__AVAILABLE DATA__:
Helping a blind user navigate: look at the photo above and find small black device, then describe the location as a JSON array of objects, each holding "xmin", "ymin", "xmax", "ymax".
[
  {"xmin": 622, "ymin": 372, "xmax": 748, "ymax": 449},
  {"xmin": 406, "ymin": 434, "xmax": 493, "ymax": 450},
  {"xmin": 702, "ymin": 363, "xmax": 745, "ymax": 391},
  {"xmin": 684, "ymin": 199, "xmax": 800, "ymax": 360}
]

__TASK TO COMPLETE__:
Each entry needs to be written out again, exactly as given.

__TASK OUTPUT__:
Helping a blind user navigate: look at the photo above and find small black device, then describe the location as a JSON array of objects, each holding "xmin", "ymin", "xmax", "ymax".
[
  {"xmin": 622, "ymin": 372, "xmax": 748, "ymax": 449},
  {"xmin": 406, "ymin": 434, "xmax": 493, "ymax": 450},
  {"xmin": 702, "ymin": 363, "xmax": 745, "ymax": 391},
  {"xmin": 684, "ymin": 199, "xmax": 800, "ymax": 360}
]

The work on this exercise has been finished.